EXERCISE DIRECTIONS:
Below are some records; print every one of them exactly.

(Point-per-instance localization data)

──────────────────────────────

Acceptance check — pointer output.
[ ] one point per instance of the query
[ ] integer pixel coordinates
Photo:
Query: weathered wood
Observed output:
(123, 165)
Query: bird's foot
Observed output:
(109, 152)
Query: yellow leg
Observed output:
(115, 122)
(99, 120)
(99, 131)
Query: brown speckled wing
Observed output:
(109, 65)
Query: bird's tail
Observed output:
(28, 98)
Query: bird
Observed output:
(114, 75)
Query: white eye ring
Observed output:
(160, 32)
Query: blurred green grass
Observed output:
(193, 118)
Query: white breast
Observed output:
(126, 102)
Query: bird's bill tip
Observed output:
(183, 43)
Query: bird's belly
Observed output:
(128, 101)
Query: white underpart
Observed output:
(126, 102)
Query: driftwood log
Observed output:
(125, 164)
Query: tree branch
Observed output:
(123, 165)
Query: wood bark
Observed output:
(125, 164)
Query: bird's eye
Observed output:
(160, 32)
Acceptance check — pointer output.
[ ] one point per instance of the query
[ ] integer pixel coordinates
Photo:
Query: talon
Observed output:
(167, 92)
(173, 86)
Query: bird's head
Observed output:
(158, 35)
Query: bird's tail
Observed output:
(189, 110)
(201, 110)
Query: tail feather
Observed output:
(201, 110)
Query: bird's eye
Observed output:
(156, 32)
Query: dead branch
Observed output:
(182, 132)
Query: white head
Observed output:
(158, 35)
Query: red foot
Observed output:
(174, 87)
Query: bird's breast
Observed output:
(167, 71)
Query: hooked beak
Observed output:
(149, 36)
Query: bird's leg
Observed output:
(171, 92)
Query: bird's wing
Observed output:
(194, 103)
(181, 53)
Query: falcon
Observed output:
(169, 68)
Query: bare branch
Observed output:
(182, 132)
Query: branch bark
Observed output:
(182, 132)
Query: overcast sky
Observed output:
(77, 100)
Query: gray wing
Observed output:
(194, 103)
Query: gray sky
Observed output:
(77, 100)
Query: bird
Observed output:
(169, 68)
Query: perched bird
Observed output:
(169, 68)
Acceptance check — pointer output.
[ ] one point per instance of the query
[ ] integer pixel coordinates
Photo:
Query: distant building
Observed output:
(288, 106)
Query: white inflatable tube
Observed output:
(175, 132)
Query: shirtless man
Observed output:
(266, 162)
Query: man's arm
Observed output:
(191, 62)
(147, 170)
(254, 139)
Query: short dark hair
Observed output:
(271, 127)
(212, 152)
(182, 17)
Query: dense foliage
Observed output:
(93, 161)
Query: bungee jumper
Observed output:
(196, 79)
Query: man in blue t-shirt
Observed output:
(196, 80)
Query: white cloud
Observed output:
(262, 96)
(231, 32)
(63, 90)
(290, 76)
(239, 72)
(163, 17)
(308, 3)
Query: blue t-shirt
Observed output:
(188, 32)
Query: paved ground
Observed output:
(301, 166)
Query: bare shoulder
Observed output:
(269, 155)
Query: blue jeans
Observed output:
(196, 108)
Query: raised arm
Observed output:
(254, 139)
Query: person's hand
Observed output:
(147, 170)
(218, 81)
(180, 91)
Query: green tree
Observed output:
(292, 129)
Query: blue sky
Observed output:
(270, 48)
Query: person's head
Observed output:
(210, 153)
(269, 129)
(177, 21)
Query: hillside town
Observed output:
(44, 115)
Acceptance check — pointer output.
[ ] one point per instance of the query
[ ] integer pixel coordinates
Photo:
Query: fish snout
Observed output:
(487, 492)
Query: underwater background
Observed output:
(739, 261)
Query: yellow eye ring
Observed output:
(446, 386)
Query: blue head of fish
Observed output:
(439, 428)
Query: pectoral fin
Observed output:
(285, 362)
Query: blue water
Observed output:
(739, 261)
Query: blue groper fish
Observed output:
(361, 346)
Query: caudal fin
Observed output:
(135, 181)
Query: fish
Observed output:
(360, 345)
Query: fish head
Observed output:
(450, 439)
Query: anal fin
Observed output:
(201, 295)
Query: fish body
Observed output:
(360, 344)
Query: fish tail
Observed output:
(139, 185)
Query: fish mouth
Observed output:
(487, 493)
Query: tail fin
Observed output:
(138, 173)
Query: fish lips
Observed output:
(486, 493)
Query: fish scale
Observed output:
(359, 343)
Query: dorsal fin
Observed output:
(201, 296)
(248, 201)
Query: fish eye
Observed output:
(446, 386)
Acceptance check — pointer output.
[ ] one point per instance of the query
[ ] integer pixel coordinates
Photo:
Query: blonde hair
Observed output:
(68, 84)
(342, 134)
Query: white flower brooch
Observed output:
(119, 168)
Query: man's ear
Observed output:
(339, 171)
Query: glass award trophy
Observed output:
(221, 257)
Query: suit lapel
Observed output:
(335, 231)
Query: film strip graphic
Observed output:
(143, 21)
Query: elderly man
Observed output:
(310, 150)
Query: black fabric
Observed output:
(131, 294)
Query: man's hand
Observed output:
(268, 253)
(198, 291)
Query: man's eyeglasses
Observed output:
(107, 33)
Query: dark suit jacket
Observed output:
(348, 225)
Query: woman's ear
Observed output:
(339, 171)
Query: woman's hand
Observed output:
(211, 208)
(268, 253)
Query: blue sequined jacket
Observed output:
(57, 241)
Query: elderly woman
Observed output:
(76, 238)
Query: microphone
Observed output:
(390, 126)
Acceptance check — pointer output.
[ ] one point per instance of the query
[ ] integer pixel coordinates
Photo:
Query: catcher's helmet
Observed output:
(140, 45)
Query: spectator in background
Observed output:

──────────────────────────────

TASK OUTPUT:
Acceptance check — pointer output.
[ ] one point per instance of the query
[ ] integer pixel coordinates
Photo:
Query: weathered wood
Observed output:
(123, 165)
Query: bird's foot
Observed output:
(109, 152)
Query: yellow leg
Observed output:
(115, 122)
(99, 120)
(99, 131)
Query: brown speckled wing
Observed output:
(109, 65)
Query: bird's tail
Observed output:
(28, 98)
Query: bird
Observed output:
(114, 75)
Query: white eye ring
Observed output:
(160, 32)
Query: blurred green grass
Observed output:
(193, 118)
Query: white breast
Observed output:
(126, 102)
Query: bird's bill tip
Observed output:
(183, 43)
Query: bird's belly
Observed output:
(128, 101)
Query: white underpart
Observed output:
(126, 102)
Query: driftwood log
Observed output:
(125, 164)
Query: tree branch
Observed output:
(123, 165)
Query: wood bark
Observed output:
(125, 164)
Query: bird's eye
Observed output:
(160, 32)
Acceptance check — pointer output.
[ ] one point per instance of the query
[ ] integer pixel coordinates
Photo:
Query: talon
Observed output:
(167, 92)
(173, 86)
Query: bird's head
Observed output:
(158, 35)
Query: bird's tail
Observed output:
(189, 110)
(201, 110)
Query: tail feather
Observed output:
(201, 110)
Query: bird's eye
Observed output:
(156, 32)
Query: dead branch
Observed output:
(182, 132)
Query: white head
Observed output:
(158, 35)
Query: red foot
Observed output:
(174, 87)
Query: bird's breast
Observed output:
(167, 71)
Query: hooked beak
Observed output:
(149, 36)
Query: bird's leg
Observed output:
(171, 92)
Query: bird's wing
Observed output:
(194, 103)
(181, 53)
Query: falcon
Observed output:
(169, 68)
Query: bare branch
Observed output:
(182, 132)
Query: branch bark
Observed output:
(182, 132)
Query: overcast sky
Observed output:
(77, 100)
Query: gray wing
Observed output:
(194, 103)
Query: gray sky
Observed output:
(77, 100)
Query: bird
Observed output:
(169, 68)
Query: perched bird
Observed output:
(169, 68)
Acceptance check — pointer output.
[ ] one point per instance of the query
[ ] integer pixel coordinates
Photo:
Query: distant building
Observed output:
(288, 106)
Query: white inflatable tube
Observed output:
(175, 132)
Query: shirtless man
Observed output:
(266, 162)
Query: man's arm
Observed output:
(191, 62)
(147, 170)
(254, 139)
Query: short dark hair
Observed output:
(271, 127)
(212, 152)
(182, 17)
Query: dense foliage
Observed output:
(93, 161)
Query: bungee jumper
Observed output:
(196, 79)
Query: man in blue t-shirt
Observed output:
(196, 80)
Query: white cloud
Observed output:
(262, 96)
(231, 32)
(63, 90)
(290, 76)
(239, 72)
(163, 17)
(308, 3)
Query: blue t-shirt
Observed output:
(188, 32)
Query: paved ground
Observed output:
(301, 166)
Query: bare shoulder
Observed output:
(269, 155)
Query: blue jeans
Observed output:
(196, 108)
Query: raised arm
Observed output:
(254, 139)
Query: person's hand
Observed output:
(147, 170)
(218, 81)
(180, 91)
Query: green tree
Observed output:
(292, 129)
Query: blue sky
Observed output:
(270, 48)
Query: person's head
Observed output:
(210, 153)
(269, 129)
(177, 21)
Query: hillside town
Observed output:
(44, 115)
Acceptance check — pointer output.
[ ] one point per instance of the query
[ ] integer pixel coordinates
Photo:
Query: fish snout
Observed output:
(487, 492)
Query: underwater background
Observed output:
(739, 261)
Query: yellow eye ring
Observed output:
(446, 386)
Query: blue head of fish
Observed output:
(439, 428)
Query: pectoral fin
Observed output:
(285, 362)
Query: blue water
Observed output:
(739, 261)
Query: blue groper fish
Observed output:
(361, 346)
Query: caudal fin
Observed output:
(135, 181)
Query: fish
Observed output:
(360, 345)
Query: fish head
Observed output:
(450, 439)
Query: anal fin
Observed output:
(201, 295)
Query: fish body
Observed output:
(360, 344)
Query: fish tail
Observed output:
(139, 185)
Query: fish mouth
Observed output:
(487, 493)
Query: tail fin
Observed output:
(138, 173)
Query: fish lips
Observed output:
(486, 493)
Query: fish scale
Observed output:
(359, 343)
Query: dorsal fin
Observed output:
(201, 296)
(248, 201)
Query: fish eye
Observed output:
(446, 386)
Acceptance check — pointer output.
[ ] one point per instance of the query
[ ] integer pixel coordinates
Photo:
Query: blonde hair
Observed output:
(68, 84)
(342, 134)
Query: white flower brooch
Observed output:
(119, 168)
Query: man's ear
Observed output:
(339, 171)
Query: glass award trophy
Observed output:
(221, 257)
Query: suit lapel
Observed output:
(335, 231)
Query: film strip graphic
Observed output:
(143, 21)
Query: elderly man
Observed output:
(310, 150)
Query: black fabric
Observed output:
(131, 294)
Query: man's hand
Observed output:
(268, 253)
(198, 291)
Query: man's eyeglasses
Observed output:
(107, 33)
Query: dark suit jacket
Observed output:
(348, 225)
Query: woman's ear
Observed output:
(339, 171)
Query: woman's hand
Observed output:
(211, 208)
(268, 253)
Query: blue sequined jacket
Observed output:
(57, 241)
Query: elderly woman
Observed output:
(76, 238)
Query: microphone
Observed output:
(390, 126)
Acceptance check — pointer output.
[ ] one point per instance of the query
[ ] integer pixel coordinates
Photo:
Query: catcher's helmet
Observed output:
(140, 45)
Query: spectator in background
Observed output:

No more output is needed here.